» **PROBLEM TO WORK ON**
Replace "localizes" with "locates" throughout the entries below, and leave everything else unchanged.
··· DATA LISTING ···
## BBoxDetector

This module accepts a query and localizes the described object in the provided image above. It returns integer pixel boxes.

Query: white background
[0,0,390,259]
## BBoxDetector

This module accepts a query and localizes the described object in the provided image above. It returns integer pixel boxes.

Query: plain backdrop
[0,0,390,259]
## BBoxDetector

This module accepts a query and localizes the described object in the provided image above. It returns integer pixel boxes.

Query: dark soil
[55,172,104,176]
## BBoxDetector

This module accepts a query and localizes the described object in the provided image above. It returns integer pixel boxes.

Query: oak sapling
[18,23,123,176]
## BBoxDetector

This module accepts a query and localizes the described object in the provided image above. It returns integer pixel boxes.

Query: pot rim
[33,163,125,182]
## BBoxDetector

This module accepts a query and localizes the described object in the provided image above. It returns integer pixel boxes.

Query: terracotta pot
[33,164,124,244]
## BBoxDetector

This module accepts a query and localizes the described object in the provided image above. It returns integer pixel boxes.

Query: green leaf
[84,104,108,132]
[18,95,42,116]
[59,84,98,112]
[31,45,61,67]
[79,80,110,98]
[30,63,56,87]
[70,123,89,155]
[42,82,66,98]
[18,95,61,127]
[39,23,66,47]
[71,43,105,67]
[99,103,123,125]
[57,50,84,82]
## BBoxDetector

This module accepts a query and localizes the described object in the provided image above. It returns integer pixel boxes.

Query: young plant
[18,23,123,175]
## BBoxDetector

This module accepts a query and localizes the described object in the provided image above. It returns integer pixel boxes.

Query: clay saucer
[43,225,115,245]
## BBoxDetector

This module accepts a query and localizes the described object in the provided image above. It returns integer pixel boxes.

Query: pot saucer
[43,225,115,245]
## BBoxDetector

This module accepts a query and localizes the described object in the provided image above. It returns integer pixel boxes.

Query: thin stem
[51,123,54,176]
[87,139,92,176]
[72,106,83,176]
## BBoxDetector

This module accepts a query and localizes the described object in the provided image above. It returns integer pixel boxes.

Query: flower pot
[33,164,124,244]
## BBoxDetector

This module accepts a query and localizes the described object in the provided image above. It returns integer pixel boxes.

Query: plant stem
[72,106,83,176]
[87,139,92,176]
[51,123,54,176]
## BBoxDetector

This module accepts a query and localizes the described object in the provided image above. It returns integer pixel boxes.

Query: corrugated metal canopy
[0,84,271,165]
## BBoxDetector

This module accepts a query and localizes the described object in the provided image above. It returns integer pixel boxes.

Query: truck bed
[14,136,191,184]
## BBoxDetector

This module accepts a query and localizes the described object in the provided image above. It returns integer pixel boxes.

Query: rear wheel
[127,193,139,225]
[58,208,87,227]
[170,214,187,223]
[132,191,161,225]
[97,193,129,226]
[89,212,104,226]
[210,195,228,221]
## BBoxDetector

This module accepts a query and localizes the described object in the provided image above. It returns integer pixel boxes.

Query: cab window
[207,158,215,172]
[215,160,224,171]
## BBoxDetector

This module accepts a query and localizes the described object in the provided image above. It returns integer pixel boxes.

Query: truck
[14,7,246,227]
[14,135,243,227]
···
» **PROBLEM SOLUTION**
## BBoxDetector

This module accepts a query and locates the described object in the provided image above. It returns integer pixel boxes.

Query: white background
[0,0,390,259]
## BBoxDetector

This module accepts a query and locates the described object in the provided image above. It returns integer pixel boxes.

Query: plain backdrop
[0,0,390,259]
## BBoxDetector

This module accepts a query and locates the described object in the provided image above. It returns integer pixel boxes.

Query: dark soil
[55,172,104,176]
## BBoxDetector

This module accepts a query and locates the described object in the provided image above. It returns integer pixel boxes.

Query: oak sapling
[18,23,123,176]
## BBoxDetector

This module accepts a query and locates the described object in the provided image above. It returns integer pixel boxes.

Query: pot rim
[33,163,125,182]
## BBoxDetector

This module accepts a query and locates the described object in the provided image above. It returns integer pixel boxes.

Query: terracotta pot
[33,164,124,244]
## BBoxDetector

This module accepts a query and locates the described object in the provided image above. It returns integer pixel boxes.

Query: green leaf
[84,104,108,132]
[18,95,42,116]
[59,84,98,112]
[31,45,61,67]
[79,80,110,98]
[30,63,56,87]
[70,123,89,155]
[42,82,66,98]
[18,95,61,127]
[39,23,66,47]
[71,43,105,67]
[99,103,123,125]
[57,50,84,82]
## BBoxDetector

This module accepts a query and locates the described object in the provided image above. It returns integer pixel boxes.

Query: young plant
[18,23,123,175]
## BBoxDetector

This module accepts a query and locates the described object in the provided image above. It returns integer pixel boxes.

Query: clay saucer
[43,225,115,245]
## BBoxDetector

This module accepts a query and locates the described object in the provided image above. It returns integer pixel boxes.

Query: pot saucer
[43,225,115,245]
## BBoxDetector

This module accepts a query and locates the described object in the provided image above. It returns integer pixel boxes.

Query: thin stem
[51,123,54,176]
[87,139,92,176]
[72,106,83,176]
## BBoxDetector

This module accepts a query and locates the described object in the provided image above. It returns integer pixel boxes.

Query: flower pot
[33,164,124,244]
## BBoxDetector

This module accepts a query and locates the described object in the provided image above. It returns integer pixel boxes.

Query: plant stem
[72,106,83,176]
[87,139,92,176]
[51,123,54,176]
## BBoxDetector

This module accepts a query and locates the described object in the provided image above. It returns integer pixel boxes.

Query: corrugated metal canopy
[0,84,271,165]
## BBoxDetector

This module accepts a query and locates the described object in the provided image above. It returns integer pixel boxes.

Query: truck bed
[14,136,191,184]
## BBoxDetector

This module accepts a query and locates the described object in the provided image above. It returns integer pixel boxes.

Query: rear wheel
[127,193,139,225]
[58,208,87,227]
[170,214,187,223]
[132,191,161,225]
[97,193,129,226]
[89,212,104,226]
[210,195,228,221]
## BBoxDetector

This module accepts a query and locates the described object in the provided image above. It returns integer pixel boxes.

Query: cab window
[207,158,215,172]
[215,160,224,171]
## BBoxDetector

This module accepts a query and locates the described object in the provided image above. It returns integer pixel boxes.

Query: truck
[14,7,246,227]
[14,135,243,227]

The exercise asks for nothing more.